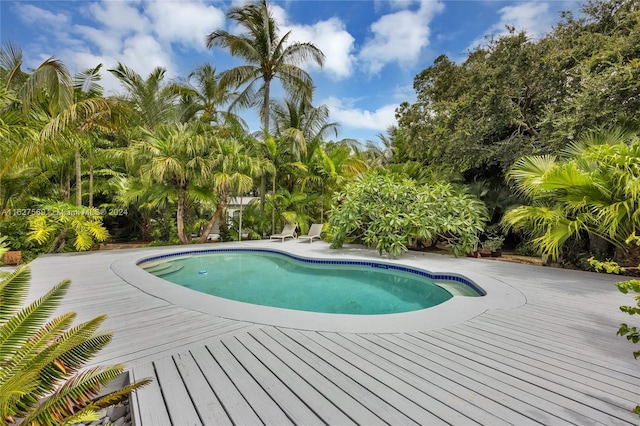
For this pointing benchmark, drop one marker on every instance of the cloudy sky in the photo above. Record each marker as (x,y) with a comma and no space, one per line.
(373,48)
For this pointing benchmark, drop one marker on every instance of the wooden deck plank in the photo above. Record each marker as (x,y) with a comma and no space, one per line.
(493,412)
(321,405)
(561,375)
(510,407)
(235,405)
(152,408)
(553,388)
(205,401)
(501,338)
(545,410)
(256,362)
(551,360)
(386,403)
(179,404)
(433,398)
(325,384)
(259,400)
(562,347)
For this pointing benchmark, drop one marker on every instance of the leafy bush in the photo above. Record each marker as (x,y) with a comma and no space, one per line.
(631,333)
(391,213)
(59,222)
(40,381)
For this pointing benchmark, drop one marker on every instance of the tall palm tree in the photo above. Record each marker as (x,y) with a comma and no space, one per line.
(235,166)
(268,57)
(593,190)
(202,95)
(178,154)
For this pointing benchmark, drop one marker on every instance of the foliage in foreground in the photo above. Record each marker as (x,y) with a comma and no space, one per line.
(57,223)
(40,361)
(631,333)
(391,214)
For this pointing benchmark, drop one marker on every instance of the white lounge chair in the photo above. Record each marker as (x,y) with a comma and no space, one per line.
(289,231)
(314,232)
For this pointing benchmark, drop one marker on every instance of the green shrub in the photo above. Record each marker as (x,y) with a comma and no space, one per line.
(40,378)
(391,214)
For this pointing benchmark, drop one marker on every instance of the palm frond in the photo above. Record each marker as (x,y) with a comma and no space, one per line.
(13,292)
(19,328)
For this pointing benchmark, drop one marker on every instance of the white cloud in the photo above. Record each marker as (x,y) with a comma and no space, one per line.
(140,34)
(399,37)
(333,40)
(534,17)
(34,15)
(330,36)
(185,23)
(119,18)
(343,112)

==

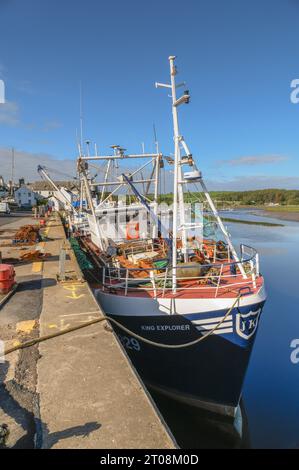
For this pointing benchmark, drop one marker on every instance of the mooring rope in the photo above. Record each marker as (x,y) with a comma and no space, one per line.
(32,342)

...

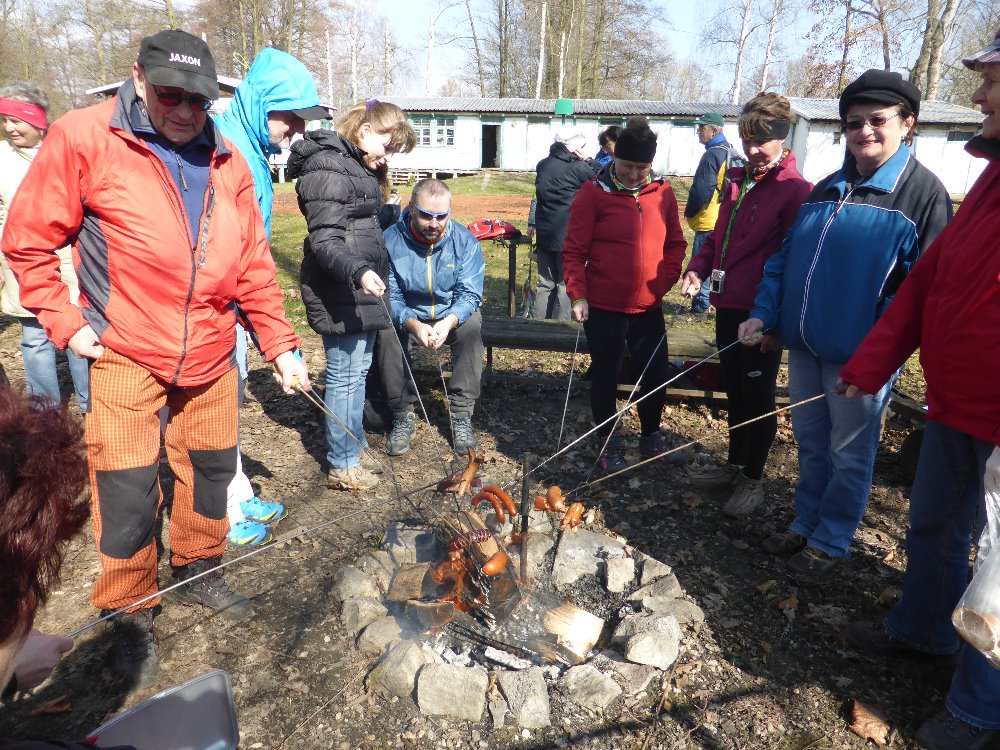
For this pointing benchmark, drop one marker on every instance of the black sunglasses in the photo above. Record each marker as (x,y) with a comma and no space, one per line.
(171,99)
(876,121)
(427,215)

▶ **The exercise**:
From the material above, copy every line that contains the string "palm". Matching is case-sensitive.

▶ **Correct answer**:
For this pointing benchmark, drop one marker on every instance of the tall palm tree in the photo above. Record each marker as (x,y) with a comma and no space, one per line.
For this pointing benchmark, drop one marker on every instance of the palm frond in the photo above. Record each marker as (x,y) with a comma and no space, one per line.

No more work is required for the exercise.